#### [GIVEN TEXT]
# Privacy Fence



## The Nailer (Feb 7, 2000)

Does anyone on here work in fencing or know what the average per foot charge is for a good privacy fence (not the vinyl type)?


----------



## bigcountrysg (Oct 9, 2006)

Do it yourself. Heck if you buy the panels and 4x4s I will come help you with the install. Give a weekend and you will have your privacy fence installed.

If you do it yourself rent a post hole auger. Punch the holes and set posts on friday evening. Then Saturday start installing the panels.


----------



## Michihunter (Jan 8, 2003)

Have to agree with Bigs on this one. Surveyor's string, level, and some basic common sense is all that's really required to do the job well.


----------



## Sling (Aug 2, 2005)

you might cosider a post sleeve or a product like Postsaver


----------



## Gina Fox (Nov 4, 2007)

Its pretty easy! I have done it ! 

EXCEPT the holes I had some brawny lad dig them for me. There was a guy here on M-S that digs post holes. I can't remember his name but thats the hardest part to do.


----------



## Ausable Junkie (Oct 2, 2002)

Don't forget, the "pretty" side of the fence (typically the side you can't see the posts on) must face your neighbor. Unless you have local ordinances that reverse this, its the law in Michigan. 

If your privacy fence has the same appearance from either side, then its not an issue.


----------



## april_luv (Sep 9, 2010)

hi guys......

seems you have an interesting topic in here. fence makes a lot of 

difference, it adds beauty and keep our children from danger.


----------



## Full Choke (Jan 16, 2003)

Why not vinyl ? Price issue ? Appearance ?
I'm in the fence business and would be glad to give you any help I can.
Steve


----------



## Brock (Oct 27, 2000)

You are probably looking at $15-20 a foot for a wood fence. It really depends on type, how many gates and the terrain. A vinyl fence will be $25-35 depending on the same factors.

#### [RECORD EXTRACTS]
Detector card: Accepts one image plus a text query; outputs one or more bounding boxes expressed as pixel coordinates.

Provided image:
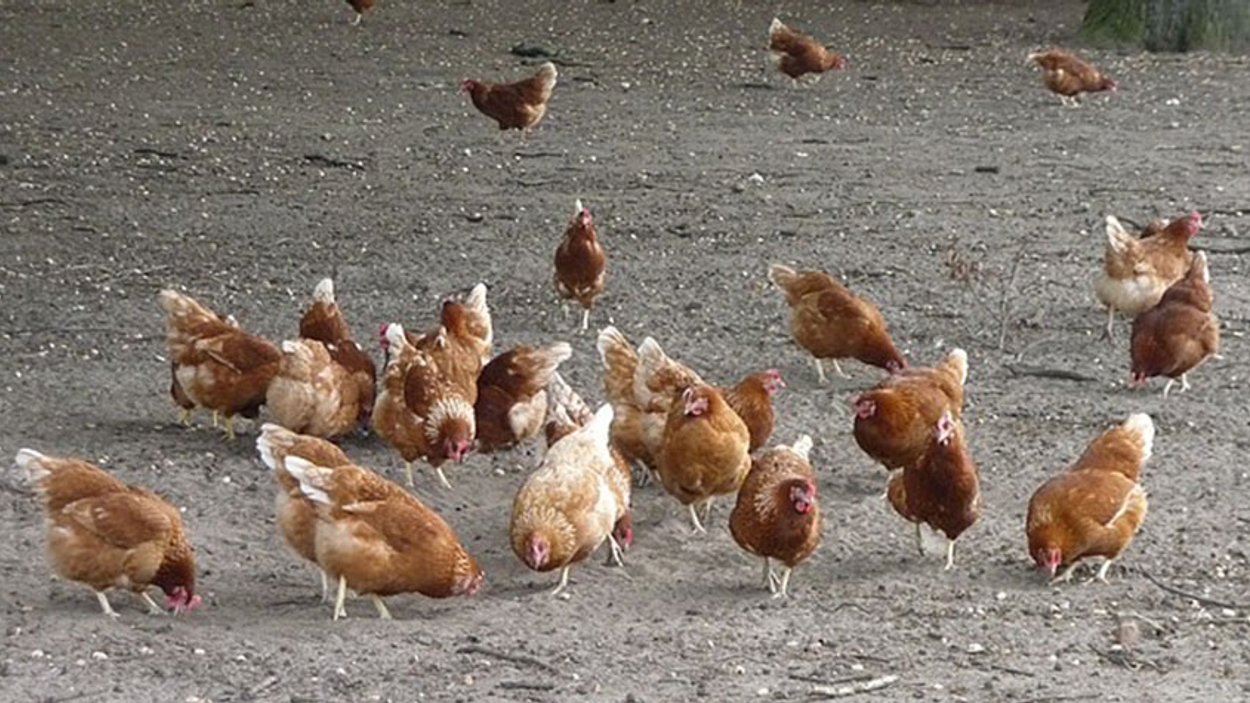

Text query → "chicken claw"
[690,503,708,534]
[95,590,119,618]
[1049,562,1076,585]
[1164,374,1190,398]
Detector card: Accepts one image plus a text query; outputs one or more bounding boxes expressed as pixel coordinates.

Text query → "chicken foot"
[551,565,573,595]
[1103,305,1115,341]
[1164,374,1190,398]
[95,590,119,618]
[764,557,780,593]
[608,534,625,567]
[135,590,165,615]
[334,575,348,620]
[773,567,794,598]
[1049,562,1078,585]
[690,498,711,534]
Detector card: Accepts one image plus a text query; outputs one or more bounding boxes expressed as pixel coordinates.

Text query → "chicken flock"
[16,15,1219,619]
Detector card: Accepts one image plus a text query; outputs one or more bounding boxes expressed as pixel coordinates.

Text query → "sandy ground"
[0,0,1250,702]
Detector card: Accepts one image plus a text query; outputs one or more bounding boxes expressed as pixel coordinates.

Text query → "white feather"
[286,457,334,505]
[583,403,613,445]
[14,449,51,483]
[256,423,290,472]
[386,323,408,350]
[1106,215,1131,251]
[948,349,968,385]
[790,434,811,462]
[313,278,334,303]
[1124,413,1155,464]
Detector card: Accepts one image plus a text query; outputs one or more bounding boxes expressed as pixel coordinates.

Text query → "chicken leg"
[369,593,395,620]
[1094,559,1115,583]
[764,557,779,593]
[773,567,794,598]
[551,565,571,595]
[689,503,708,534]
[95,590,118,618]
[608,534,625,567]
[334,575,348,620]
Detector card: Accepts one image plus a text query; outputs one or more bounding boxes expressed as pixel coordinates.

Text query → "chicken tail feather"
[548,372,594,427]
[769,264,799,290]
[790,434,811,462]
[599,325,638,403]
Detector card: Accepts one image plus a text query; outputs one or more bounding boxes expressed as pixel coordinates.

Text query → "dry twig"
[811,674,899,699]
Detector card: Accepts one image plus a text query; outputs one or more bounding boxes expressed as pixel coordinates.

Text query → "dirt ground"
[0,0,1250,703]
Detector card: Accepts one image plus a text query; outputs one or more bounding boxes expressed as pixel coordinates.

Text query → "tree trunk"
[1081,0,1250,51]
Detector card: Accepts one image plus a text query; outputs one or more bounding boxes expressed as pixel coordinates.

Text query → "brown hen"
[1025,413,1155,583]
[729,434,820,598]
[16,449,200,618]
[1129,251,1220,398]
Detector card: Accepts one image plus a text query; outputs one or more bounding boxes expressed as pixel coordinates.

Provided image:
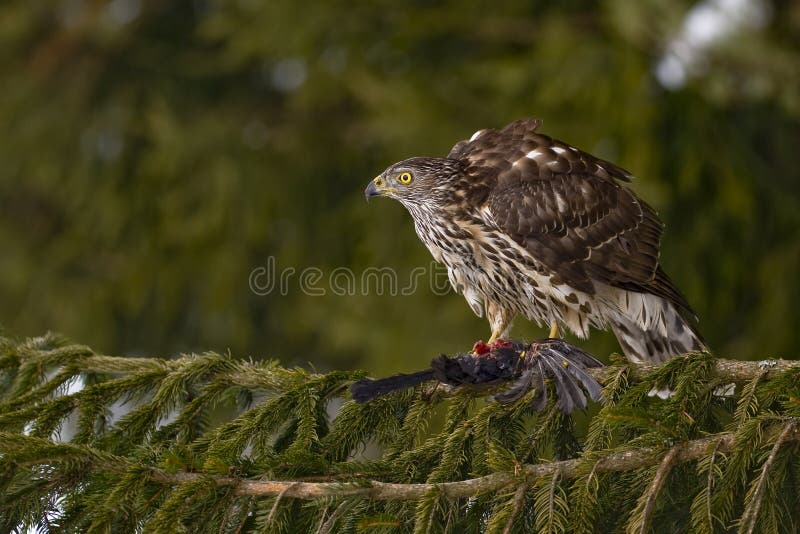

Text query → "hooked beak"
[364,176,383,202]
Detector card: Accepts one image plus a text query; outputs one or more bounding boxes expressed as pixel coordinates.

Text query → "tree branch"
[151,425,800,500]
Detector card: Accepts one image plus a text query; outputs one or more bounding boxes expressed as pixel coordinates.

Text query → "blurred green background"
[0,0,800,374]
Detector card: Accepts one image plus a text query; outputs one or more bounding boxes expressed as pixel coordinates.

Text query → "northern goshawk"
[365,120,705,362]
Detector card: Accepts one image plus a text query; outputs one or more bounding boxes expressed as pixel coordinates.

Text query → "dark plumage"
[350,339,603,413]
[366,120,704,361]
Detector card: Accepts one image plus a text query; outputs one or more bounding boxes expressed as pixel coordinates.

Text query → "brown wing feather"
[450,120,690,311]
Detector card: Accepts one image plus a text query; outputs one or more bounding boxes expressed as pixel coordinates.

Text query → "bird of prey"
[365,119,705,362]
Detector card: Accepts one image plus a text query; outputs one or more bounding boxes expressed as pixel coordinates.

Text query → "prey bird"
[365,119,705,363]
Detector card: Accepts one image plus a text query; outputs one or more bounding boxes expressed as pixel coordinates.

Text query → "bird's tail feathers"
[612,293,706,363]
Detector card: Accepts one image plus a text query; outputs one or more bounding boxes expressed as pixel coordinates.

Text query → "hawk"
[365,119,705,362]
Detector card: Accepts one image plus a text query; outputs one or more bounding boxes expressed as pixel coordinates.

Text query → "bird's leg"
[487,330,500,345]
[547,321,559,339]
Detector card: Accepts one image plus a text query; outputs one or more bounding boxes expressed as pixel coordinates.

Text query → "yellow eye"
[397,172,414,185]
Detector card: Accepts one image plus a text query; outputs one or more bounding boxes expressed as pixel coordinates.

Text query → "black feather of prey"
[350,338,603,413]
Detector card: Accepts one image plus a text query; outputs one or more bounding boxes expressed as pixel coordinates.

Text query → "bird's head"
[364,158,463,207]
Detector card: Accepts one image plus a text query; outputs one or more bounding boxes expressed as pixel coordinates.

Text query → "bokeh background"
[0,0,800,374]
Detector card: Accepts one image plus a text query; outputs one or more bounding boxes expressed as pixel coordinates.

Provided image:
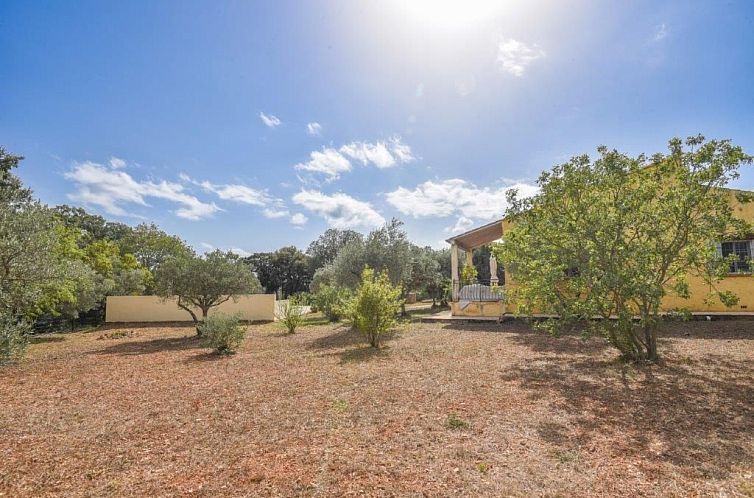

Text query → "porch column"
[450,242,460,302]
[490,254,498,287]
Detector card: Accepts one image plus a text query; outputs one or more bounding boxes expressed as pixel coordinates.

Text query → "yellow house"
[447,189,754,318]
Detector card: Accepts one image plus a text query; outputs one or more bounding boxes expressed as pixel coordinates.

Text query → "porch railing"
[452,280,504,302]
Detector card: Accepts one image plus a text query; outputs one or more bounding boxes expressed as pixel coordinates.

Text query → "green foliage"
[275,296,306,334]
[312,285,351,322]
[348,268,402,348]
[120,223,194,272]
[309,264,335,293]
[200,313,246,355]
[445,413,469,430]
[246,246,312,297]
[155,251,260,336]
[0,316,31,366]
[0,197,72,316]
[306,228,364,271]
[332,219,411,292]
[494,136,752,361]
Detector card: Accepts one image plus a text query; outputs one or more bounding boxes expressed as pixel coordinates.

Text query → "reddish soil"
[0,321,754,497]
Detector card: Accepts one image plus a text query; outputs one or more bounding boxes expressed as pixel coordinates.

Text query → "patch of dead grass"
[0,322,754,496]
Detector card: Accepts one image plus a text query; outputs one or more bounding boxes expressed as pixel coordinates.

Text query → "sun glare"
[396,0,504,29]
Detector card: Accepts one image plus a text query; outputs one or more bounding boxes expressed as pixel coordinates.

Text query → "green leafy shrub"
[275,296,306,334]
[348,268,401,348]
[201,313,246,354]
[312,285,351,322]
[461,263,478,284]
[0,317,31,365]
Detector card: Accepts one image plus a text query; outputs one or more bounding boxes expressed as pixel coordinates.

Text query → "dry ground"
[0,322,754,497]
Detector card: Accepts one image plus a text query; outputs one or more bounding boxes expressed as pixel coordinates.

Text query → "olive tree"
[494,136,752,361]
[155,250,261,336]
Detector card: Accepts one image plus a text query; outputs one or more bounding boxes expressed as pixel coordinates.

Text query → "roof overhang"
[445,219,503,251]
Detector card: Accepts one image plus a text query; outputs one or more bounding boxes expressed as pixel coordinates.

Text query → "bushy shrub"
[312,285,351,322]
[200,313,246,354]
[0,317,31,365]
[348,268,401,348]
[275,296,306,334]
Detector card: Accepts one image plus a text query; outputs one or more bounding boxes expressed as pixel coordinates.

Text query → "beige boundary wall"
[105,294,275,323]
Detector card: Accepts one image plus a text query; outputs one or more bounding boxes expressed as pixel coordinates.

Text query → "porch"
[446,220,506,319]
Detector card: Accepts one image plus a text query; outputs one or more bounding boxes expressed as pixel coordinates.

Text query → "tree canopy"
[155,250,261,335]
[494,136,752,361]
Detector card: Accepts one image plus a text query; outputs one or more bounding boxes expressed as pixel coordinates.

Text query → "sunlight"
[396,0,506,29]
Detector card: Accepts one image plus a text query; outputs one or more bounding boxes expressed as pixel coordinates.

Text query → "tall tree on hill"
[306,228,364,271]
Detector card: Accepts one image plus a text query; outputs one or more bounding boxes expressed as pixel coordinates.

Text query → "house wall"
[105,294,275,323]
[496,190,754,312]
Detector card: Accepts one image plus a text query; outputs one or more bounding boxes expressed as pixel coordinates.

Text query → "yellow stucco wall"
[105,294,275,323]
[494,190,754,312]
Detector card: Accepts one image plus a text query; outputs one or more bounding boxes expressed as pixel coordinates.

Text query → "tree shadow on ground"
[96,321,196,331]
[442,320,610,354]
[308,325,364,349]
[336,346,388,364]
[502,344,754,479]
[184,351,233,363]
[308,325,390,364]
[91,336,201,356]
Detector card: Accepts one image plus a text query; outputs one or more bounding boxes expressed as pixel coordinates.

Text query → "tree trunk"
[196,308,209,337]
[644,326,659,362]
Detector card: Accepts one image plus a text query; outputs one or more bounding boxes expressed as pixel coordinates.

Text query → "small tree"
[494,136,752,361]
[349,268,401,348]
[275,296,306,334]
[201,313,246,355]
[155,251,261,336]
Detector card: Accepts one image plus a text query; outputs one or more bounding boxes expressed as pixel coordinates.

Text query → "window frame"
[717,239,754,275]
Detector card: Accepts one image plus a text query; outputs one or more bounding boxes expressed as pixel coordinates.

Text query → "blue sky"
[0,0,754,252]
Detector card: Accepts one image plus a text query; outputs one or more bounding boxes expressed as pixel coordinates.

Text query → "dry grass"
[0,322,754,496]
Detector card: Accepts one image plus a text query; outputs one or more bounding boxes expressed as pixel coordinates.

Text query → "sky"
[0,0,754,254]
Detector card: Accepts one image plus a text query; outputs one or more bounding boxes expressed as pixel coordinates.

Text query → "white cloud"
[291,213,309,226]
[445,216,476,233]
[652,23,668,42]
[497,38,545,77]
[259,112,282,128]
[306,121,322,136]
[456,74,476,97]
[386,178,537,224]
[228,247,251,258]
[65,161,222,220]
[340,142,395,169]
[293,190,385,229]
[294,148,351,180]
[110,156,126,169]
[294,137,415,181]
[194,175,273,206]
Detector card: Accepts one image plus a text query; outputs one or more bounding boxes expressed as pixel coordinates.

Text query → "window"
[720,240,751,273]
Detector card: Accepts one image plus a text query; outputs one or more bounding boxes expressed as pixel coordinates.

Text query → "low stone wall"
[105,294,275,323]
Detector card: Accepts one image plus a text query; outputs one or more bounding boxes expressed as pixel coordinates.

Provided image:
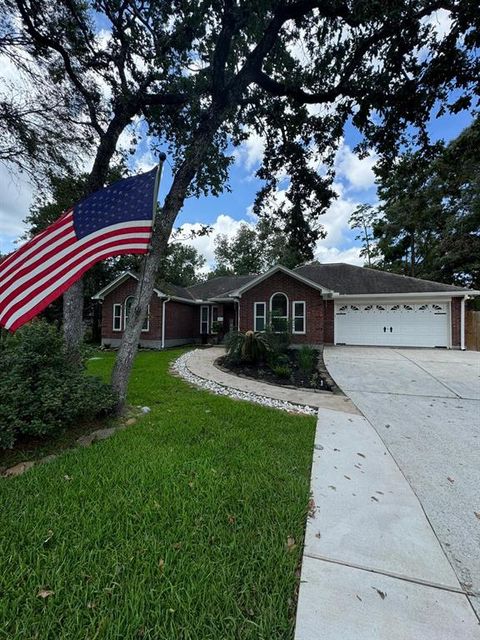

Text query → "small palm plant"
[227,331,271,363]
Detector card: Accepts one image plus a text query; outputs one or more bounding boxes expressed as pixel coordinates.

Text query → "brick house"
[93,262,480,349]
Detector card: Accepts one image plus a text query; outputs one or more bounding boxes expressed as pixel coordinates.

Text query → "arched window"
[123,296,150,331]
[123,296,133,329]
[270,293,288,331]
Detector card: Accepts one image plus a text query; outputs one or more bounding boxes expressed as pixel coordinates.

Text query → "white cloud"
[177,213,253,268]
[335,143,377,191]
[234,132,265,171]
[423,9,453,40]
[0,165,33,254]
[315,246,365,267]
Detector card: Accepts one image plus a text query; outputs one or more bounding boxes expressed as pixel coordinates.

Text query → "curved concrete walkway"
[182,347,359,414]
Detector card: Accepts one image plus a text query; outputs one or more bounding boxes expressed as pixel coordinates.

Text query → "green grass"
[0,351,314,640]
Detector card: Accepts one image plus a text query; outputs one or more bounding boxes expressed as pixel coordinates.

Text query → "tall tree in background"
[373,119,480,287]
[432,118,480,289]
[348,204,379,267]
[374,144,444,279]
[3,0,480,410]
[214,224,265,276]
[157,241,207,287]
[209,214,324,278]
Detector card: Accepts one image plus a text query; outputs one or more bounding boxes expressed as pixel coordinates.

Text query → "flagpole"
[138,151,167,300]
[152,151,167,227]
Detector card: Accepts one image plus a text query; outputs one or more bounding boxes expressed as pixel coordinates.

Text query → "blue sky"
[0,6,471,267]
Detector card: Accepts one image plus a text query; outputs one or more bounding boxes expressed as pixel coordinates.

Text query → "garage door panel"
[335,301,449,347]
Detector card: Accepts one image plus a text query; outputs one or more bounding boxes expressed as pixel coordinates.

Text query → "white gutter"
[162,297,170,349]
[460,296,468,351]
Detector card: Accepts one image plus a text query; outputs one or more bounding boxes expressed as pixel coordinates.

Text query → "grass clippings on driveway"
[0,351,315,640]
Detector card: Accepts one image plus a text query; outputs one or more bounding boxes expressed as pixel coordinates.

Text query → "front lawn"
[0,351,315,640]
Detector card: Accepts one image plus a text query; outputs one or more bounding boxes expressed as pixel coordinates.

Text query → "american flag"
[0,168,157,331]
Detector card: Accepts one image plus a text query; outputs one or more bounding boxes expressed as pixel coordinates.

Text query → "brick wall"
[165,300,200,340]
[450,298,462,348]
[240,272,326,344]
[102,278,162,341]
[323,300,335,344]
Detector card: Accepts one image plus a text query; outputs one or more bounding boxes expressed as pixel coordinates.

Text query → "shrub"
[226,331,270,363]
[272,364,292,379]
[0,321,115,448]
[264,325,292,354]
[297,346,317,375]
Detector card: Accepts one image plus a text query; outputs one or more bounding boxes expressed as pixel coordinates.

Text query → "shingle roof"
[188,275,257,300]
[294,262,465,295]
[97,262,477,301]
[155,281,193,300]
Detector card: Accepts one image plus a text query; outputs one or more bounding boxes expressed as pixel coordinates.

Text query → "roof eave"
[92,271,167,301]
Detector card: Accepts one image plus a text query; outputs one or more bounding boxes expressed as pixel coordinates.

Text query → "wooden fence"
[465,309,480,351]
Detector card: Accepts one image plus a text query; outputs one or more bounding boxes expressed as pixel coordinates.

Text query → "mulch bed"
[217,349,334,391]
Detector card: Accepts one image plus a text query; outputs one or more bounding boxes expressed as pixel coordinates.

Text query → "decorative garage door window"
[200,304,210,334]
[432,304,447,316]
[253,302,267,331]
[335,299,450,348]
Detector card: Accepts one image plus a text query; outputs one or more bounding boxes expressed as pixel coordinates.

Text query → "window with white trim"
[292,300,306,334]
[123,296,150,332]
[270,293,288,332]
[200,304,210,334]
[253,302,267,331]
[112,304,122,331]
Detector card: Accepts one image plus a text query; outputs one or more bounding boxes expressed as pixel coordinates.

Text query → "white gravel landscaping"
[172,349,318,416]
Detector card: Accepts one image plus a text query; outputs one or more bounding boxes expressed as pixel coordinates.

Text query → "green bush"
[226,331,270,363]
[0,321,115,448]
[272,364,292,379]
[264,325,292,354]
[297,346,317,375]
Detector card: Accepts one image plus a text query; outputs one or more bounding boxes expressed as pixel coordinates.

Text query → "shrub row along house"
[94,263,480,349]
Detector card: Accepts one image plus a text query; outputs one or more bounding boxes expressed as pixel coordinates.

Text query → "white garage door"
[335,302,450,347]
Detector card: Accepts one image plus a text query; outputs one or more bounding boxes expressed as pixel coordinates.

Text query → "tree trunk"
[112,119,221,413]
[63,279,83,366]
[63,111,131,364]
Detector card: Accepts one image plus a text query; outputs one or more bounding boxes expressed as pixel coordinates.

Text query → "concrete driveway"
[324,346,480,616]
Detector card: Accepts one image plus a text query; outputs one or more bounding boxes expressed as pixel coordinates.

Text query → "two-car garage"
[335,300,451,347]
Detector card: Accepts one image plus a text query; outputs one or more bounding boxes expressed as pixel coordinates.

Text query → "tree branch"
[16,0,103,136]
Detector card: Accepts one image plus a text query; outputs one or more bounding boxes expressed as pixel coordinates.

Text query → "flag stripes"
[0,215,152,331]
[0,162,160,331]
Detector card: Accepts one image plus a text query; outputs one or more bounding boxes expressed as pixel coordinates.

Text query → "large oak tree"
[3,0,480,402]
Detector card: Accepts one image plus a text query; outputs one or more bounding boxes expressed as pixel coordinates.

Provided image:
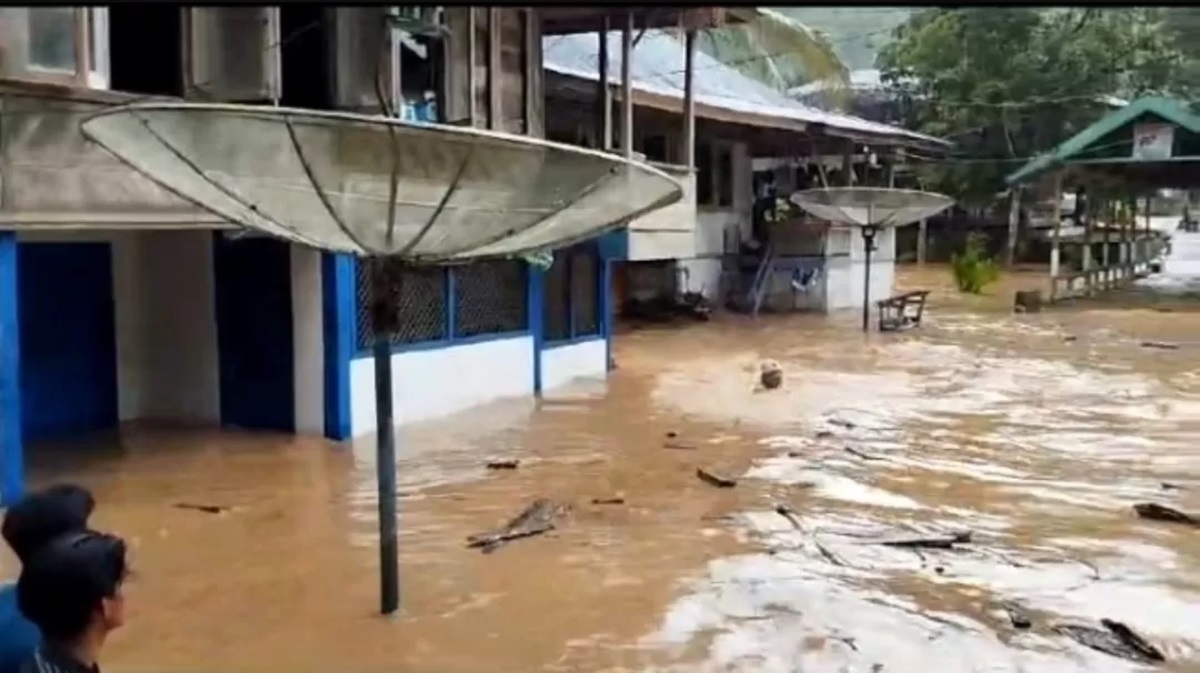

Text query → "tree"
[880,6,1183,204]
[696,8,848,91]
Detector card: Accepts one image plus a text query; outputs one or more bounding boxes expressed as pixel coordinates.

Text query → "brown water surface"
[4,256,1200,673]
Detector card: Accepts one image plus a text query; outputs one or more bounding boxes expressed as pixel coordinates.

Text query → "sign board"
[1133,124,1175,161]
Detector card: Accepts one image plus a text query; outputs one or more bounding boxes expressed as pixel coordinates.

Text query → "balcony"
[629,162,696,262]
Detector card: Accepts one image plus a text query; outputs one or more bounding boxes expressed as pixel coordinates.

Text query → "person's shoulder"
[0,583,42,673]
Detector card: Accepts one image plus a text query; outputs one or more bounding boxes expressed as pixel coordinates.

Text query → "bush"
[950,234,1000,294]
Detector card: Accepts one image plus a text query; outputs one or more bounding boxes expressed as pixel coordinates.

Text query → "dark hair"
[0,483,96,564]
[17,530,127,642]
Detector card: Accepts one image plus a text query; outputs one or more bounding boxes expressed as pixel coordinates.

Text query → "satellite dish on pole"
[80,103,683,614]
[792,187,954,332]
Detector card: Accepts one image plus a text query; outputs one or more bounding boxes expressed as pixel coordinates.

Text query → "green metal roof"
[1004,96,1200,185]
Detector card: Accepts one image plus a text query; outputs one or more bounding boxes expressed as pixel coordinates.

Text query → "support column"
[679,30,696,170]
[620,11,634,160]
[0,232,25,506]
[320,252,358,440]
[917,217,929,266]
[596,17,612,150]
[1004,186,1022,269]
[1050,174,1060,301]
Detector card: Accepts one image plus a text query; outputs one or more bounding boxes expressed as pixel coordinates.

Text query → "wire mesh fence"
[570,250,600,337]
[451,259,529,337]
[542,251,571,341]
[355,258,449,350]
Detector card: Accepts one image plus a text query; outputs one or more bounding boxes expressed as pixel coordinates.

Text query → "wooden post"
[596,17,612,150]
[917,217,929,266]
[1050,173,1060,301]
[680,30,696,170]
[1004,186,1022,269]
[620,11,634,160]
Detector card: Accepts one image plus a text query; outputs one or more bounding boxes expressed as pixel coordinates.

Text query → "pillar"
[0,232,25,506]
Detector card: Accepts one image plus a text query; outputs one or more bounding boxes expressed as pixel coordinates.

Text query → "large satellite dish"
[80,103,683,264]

#### [INSTRUCTIONS]
1. Decide whether each statement agrees with the privacy fence thread, answering yes or no and quoting the deciding words of the thread: (a) One reply advises renting a post hole auger for a do-it-yourself job. (b) According to the reply about Michigan law, the side of the fence that shows the posts must face the neighbor. (c) A vinyl fence is estimated at $15-20 a foot.
2. In the privacy fence thread, change "fence business" to "landscaping business" in the passage from "## Full Choke" up to and including "(Oct 27, 2000)", and give that passage again.

#### [RESPONSES PER TASK]
1.
(a) Yes: "If you do it yourself rent a post hole auger."
(b) No: "the "pretty" side of the fence (typically the side you can't see the posts on) must face your neighbor."
(c) No: "A vinyl fence will be $25-35 depending on the same factors."

2.
## Full Choke (Jan 16, 2003)

Why not vinyl ? Price issue ? Appearance ?
I'm in the landscaping business and would be glad to give you any help I can.
Steve


----------



## Brock (Oct 27, 2000)